● WHAT IS ASKED: Could you put each line of the material below into a JSON list of strings, one string per line, with any blank lines left out?
# start of RECORDED DATA
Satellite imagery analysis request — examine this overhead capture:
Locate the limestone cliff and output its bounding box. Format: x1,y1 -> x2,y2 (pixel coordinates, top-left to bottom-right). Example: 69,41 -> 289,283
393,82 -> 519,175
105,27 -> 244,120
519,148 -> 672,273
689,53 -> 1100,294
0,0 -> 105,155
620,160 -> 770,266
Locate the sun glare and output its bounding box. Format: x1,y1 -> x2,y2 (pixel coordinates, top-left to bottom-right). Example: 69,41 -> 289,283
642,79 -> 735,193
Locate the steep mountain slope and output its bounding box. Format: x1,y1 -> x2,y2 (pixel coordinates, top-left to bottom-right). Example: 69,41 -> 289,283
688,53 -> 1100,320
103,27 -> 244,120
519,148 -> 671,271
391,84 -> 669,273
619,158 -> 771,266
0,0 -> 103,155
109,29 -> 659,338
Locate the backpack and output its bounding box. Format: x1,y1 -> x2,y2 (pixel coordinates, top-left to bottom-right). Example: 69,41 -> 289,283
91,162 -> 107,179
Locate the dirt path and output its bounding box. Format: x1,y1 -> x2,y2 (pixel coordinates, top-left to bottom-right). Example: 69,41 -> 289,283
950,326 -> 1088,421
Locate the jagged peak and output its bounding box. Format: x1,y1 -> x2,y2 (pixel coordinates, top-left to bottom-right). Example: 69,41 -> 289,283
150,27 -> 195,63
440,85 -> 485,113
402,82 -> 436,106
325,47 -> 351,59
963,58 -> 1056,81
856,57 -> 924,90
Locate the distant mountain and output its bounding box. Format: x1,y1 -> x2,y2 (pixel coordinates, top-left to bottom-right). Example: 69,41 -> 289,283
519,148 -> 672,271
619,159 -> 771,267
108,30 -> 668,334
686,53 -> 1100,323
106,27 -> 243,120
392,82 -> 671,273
# end of RECORDED DATA
● REPLY TO THE TASK:
[
  "Satellite imagery analysis request — examine this overhead capture:",
  "Locate the limestone cliff and output its bounding box. Format: x1,y1 -> x2,y2 (pixel coordinates, top-left to bottom-right). Example: 69,41 -> 289,283",
  "393,82 -> 519,175",
  "105,27 -> 244,120",
  "519,148 -> 672,273",
  "689,53 -> 1100,294",
  "0,0 -> 105,155",
  "620,160 -> 770,266",
  "Locate the sun glare and output its bounding box. Format: x1,y1 -> x2,y2 (pixel coordinates, top-left to bottom-right). Example: 69,41 -> 289,283",
  "642,79 -> 735,193",
  "Locate the steep mountain slope and output its bounding box. Format: x1,y1 -> x2,y2 (pixel coordinates, top-left to bottom-right). Example: 69,41 -> 289,283",
  "688,53 -> 1100,320",
  "103,27 -> 244,120",
  "519,148 -> 671,271",
  "391,84 -> 669,273",
  "619,158 -> 771,266",
  "0,0 -> 103,155",
  "109,29 -> 659,338",
  "Locate the backpack and output its bounding box. Format: x1,y1 -> x2,y2 (pixel coordinates, top-left to bottom-right). Example: 69,41 -> 289,283",
  "91,162 -> 107,179",
  "Locate the dirt path and output its bounding box. Format: x1,y1 -> x2,y2 (pixel coordinates, top-left to bottom-right). Example: 69,41 -> 289,283",
  "950,326 -> 1088,421",
  "Locate the jagged peak and output its bounding box. Format: x1,y1 -> x2,y2 (pixel coordinates, top-left to bottom-right). Example: 69,41 -> 289,283",
  "150,27 -> 195,63",
  "440,85 -> 485,113",
  "402,82 -> 436,106",
  "325,47 -> 351,59",
  "963,58 -> 1056,81",
  "856,57 -> 924,90",
  "Locate the distant mountain and output its bounding box. Format: x1,y1 -> x2,y2 (pixel coordinates, top-left to bottom-right). Example: 69,41 -> 289,283",
  "519,148 -> 672,271",
  "619,159 -> 771,267",
  "108,30 -> 668,334",
  "686,53 -> 1100,323",
  "106,27 -> 243,120",
  "392,82 -> 671,273"
]